• **Job**: Please write out the lines exactly, from the first one through the line that contains "[89,244,126,264]", with both ends included.

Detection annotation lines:
▼▼▼
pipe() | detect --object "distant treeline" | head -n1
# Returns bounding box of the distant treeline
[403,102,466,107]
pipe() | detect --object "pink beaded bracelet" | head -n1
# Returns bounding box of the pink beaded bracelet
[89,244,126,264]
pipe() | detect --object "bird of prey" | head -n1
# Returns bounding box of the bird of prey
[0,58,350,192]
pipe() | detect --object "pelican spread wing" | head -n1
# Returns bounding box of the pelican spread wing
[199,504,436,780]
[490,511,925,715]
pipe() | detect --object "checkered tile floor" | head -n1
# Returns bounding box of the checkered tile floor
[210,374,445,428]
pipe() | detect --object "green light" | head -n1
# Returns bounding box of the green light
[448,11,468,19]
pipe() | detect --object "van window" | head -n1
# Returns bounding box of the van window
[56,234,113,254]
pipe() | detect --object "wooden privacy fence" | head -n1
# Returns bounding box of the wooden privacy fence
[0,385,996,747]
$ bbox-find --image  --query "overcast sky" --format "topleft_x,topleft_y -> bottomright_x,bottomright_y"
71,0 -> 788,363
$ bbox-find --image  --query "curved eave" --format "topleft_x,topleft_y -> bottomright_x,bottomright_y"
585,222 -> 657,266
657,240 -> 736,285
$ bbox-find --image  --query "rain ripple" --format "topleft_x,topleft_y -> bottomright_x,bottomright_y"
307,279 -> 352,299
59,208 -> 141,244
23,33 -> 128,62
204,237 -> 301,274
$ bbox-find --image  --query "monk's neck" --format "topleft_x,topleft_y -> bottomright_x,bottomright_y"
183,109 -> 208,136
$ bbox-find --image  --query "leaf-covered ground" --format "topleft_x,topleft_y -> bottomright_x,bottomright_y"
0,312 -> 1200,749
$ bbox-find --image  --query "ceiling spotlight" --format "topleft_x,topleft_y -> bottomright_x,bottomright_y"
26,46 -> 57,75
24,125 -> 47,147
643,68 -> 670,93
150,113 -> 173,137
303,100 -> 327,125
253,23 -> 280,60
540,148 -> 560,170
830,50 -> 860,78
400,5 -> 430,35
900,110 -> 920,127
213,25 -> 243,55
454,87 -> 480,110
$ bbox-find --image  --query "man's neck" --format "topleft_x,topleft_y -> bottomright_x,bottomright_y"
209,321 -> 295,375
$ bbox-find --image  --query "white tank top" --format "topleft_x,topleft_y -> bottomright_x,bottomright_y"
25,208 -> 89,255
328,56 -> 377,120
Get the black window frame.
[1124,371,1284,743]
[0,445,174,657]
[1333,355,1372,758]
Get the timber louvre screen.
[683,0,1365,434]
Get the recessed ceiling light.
▲▲▲
• **Completed task**:
pipe() | detect --object "distant treeline" | head -n1
# Returns bounding box of the distant treeline
[403,102,466,107]
pipe() | detect --object "pink beaded bracelet" | head -n1
# Returns bounding box of the pink beaded bracelet
[89,244,126,264]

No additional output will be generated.